Dataset rows:
····················
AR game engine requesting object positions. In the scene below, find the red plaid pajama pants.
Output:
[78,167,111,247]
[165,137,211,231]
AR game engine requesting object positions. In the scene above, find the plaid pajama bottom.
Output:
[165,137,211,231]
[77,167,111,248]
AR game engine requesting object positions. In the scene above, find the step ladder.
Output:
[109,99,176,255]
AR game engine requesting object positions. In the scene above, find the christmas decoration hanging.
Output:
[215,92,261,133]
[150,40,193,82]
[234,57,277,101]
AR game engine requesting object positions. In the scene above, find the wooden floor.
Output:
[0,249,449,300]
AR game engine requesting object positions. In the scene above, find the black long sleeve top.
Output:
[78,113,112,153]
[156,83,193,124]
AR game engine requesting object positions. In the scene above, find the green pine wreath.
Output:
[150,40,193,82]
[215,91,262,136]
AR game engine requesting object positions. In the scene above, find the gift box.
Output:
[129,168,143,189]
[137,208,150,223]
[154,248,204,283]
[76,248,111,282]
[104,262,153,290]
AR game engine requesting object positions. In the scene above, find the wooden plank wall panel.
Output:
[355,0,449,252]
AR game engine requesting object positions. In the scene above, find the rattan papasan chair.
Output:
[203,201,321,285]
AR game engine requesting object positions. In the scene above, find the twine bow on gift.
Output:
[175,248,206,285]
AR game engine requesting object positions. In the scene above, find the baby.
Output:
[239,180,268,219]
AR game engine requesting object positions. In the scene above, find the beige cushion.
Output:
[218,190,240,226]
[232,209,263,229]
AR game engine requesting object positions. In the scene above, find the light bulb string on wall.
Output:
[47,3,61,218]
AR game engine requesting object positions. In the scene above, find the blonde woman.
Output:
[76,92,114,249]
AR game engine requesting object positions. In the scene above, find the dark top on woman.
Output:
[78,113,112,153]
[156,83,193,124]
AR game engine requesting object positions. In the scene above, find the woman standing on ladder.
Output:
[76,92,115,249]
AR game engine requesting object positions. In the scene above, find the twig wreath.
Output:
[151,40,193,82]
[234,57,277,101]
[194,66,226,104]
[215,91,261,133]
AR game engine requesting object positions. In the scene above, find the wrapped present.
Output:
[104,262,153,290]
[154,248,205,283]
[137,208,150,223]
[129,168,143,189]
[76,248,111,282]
····················
Objective: Reproduce every line of the listing above without any changes.

Answer for this exercise:
AR game engine requesting object positions. In the scene below, find the red plaid pajama pants.
Output:
[78,167,111,247]
[165,137,211,231]
AR game engine requesting object positions. In the scene above, find the plaid pajama bottom.
Output:
[165,137,211,231]
[77,167,111,248]
AR game engine requesting object positions. In the scene above, find the step ladder.
Output:
[109,99,176,255]
AR game engine requesting object positions. In the scene above, find the christmas decoration hanging.
Output:
[215,92,261,133]
[150,40,193,82]
[234,57,277,101]
AR game engine requesting object positions. In the scene above, find the wooden floor.
Output:
[0,249,449,300]
AR game engine requesting object positions. In the scene above, find the black long sleeve top.
Output:
[78,113,112,153]
[156,83,193,124]
AR game engine requesting object positions. In the scene above, find the green pine wreath.
Output:
[150,40,193,82]
[215,91,262,136]
AR game engine requesting object positions. In the scene above, find the gift box.
Output:
[129,168,143,189]
[137,208,150,223]
[154,248,204,283]
[76,248,111,282]
[104,262,153,290]
AR game engine requesting object positions. In the scene above, find the wooden plank wall panel.
Output:
[355,0,449,252]
AR game engine requesting object positions. In the scene above, find the rattan papasan chair.
Output:
[203,201,321,285]
AR game engine requesting object positions. In the scene above, find the twine bow on gift.
Output:
[175,248,206,285]
AR game engine requesting object positions. In the scene above, find the baby.
Output:
[239,180,268,219]
AR game engine requesting object positions. In the scene above, find the beige cushion.
Output:
[218,190,240,226]
[232,209,263,229]
AR game engine requesting object positions. In the scene above, find the light bulb string on wall.
Output:
[47,3,61,218]
AR game engine requesting object positions. In the scene above, find the blonde woman.
Output:
[76,92,114,249]
AR game engine requesting object positions. In the scene above, find the dark top on woman.
Output:
[78,113,112,153]
[156,83,193,124]
AR game engine requesting object positions. In the scene above, find the woman standing on ladder.
Output:
[76,92,115,249]
AR game engine requesting object positions. In the scene above, find the twig wreath.
Output:
[151,40,193,82]
[234,57,277,101]
[194,66,226,104]
[215,91,261,133]
AR game engine requesting object positions. In the scene above, find the wrapped present.
Output:
[104,262,153,290]
[154,248,205,283]
[137,208,150,223]
[129,168,143,189]
[76,248,111,282]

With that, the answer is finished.